### Goal of the exercise:
Output all of the records exactly as written.

### Data to process:
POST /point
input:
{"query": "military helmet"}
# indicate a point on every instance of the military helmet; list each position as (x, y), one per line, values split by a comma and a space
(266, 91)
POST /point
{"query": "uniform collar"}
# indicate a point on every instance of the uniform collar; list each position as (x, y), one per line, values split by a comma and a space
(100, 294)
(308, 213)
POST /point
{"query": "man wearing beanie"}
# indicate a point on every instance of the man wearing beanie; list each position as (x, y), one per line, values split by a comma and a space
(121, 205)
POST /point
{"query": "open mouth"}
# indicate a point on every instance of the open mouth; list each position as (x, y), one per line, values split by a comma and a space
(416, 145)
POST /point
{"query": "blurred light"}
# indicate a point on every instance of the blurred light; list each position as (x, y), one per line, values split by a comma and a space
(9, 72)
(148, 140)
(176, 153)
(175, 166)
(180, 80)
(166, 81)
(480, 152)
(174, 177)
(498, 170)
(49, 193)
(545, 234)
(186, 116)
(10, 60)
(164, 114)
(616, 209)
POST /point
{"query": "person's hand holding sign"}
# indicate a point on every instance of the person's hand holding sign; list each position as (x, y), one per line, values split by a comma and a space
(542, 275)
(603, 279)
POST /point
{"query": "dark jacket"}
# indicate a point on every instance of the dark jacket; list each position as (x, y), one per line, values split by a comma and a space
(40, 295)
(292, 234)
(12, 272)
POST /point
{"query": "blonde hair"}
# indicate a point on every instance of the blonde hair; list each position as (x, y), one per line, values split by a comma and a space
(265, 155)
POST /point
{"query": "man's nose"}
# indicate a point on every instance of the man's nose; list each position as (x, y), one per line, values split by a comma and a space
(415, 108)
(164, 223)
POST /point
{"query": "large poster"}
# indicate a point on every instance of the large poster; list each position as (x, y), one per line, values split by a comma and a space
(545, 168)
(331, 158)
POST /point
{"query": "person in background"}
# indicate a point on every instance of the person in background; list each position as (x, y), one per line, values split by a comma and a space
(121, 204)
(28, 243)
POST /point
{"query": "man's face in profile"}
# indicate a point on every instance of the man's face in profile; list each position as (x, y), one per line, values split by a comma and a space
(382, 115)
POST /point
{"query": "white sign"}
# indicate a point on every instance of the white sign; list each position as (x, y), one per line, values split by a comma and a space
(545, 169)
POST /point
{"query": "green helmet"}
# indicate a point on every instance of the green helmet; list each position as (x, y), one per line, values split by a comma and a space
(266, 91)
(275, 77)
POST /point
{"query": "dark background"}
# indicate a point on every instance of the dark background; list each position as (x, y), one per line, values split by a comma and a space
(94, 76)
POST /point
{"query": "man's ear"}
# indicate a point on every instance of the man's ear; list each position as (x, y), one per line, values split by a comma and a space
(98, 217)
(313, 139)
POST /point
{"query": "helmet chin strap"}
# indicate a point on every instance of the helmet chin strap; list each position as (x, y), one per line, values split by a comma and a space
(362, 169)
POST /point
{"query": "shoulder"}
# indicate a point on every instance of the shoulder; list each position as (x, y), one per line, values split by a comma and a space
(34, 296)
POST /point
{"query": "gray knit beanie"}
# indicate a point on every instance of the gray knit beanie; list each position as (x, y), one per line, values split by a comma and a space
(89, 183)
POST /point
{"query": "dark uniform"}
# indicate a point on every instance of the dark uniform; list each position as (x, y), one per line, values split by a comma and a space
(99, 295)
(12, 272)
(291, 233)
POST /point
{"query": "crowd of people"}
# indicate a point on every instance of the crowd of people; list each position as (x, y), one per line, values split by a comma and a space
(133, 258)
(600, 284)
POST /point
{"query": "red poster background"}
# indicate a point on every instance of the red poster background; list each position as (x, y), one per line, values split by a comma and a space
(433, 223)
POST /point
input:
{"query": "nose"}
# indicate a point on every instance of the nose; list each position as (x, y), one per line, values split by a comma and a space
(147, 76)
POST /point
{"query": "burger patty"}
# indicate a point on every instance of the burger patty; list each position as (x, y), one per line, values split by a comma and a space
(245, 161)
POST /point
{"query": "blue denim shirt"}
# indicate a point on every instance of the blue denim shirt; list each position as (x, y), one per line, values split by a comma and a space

### Reply to the task:
POST /point
input:
{"query": "military helmet"}
# indicate a point on every instance of the military helmet; list each position as (x, y), one per line, values split by a comma and a space
(266, 91)
POST /point
{"query": "uniform collar"}
# indicate a point on every instance of the uniform collar; list each position as (x, y), one per line, values split by a comma and a space
(100, 294)
(308, 213)
POST /point
{"query": "man wearing beanie"}
# indicate a point on every instance of the man wearing beanie; list each position as (x, y), one per line, values split by a comma and a space
(121, 205)
POST /point
{"query": "open mouth"}
# indicate a point on every instance of the open mouth; list each position as (x, y), one per line, values split by a comma and a space
(416, 145)
POST /point
{"query": "blurred light"}
# indicate a point on every instance of the blurred light; list each position as (x, y), one per line, values split by a comma and a space
(9, 72)
(148, 140)
(176, 153)
(175, 166)
(180, 80)
(166, 81)
(480, 152)
(174, 177)
(498, 170)
(49, 193)
(545, 234)
(186, 116)
(10, 60)
(164, 114)
(616, 209)
POST /point
{"query": "person's hand holding sign"}
# indicate a point on every instance of the person's hand holding sign; list each position as (x, y), one per line, values split by a comma and a space
(542, 275)
(603, 279)
POST /point
{"query": "dark jacket"}
# indicate a point on every instance of the dark jacket; list each position as (x, y), one per line, values split by a comma and a space
(40, 295)
(292, 234)
(12, 272)
POST /point
{"query": "blonde hair"}
# indicate a point on every instance of the blonde hair; list each position as (x, y), one per line, values split by a comma and a space
(265, 155)
POST /point
{"query": "man's nose"}
# indicate a point on every instance of the man's nose; list each position as (x, y), one per line, values split by a comma and a space
(415, 108)
(164, 223)
POST /point
{"query": "large poster"}
# indicate a point on every instance of the large poster; list each position as (x, y), one per line, values split by a comma and a space
(545, 168)
(331, 158)
POST /point
{"query": "person in background"}
# indicate a point on every instance of the person in background; list each position as (x, y), one per line, values split by a comma and a space
(121, 204)
(28, 243)
POST /point
{"query": "man's face in profile"}
# indicate a point on every instance of the man's face in profile; list each position as (x, y), one per line, values split by a comma and a space
(382, 115)
POST /point
{"query": "white sign"}
# indicate a point on every instance of the white sign; list each position as (x, y), one per line, values split by a comma and a space
(545, 169)
POST /point
{"query": "green helmet"}
# indicate a point on every instance of the green helmet; list each position as (x, y), one per line, values split by a comma and a space
(266, 91)
(275, 77)
POST /point
{"query": "dark background"}
# indicate a point on every instance of the dark background; list each position as (x, y), one per line, values split by a comma and a space
(94, 76)
POST /point
{"query": "man's ear"}
# indicate a point on every instance of the man's ear; list each position as (x, y), one per line, values split by a comma and a space
(98, 217)
(313, 139)
POST /point
{"query": "helmet chin strap"}
# indicate a point on every instance of the helmet chin strap; list each position as (x, y), one per line, values split by a comma and a space
(362, 169)
POST /point
{"query": "shoulder"}
# indicate a point on every instance of the shoulder; list each position as (x, y), one per line, values split by a comma and a space
(34, 296)
POST /point
{"query": "gray knit beanie"}
# indicate a point on every instance of the gray knit beanie; list each position as (x, y), one per line, values split by a comma and a space
(89, 183)
POST /point
{"query": "dark uniform"}
# indicate a point on every instance of the dark uniform; list each position as (x, y), one per line, values split by a comma and a space
(99, 295)
(12, 272)
(291, 233)
POST /point
{"query": "crowd of people"}
# indicate a point on every instance of the crowd of people; list each position as (x, y), one per line, values split by a comma and a space
(133, 258)
(600, 284)
POST /point
{"query": "red poster background"}
# indicate a point on every instance of the red poster background; list each position as (x, y), one per line, values split by a comma and a space
(433, 223)
POST /point
input:
{"query": "nose"}
# indicate a point on every instance of the nose; list each position as (x, y), one per line, values split by a comma and a space
(147, 76)
POST /point
{"query": "burger patty"}
# indicate a point on every instance of the burger patty; list each position as (x, y), one per line, values split by a comma and a space
(245, 161)
POST /point
{"query": "blue denim shirt"}
# indicate a point on every instance of the blue denim shirt; list each position as (x, y), one per line, values split by a comma and a space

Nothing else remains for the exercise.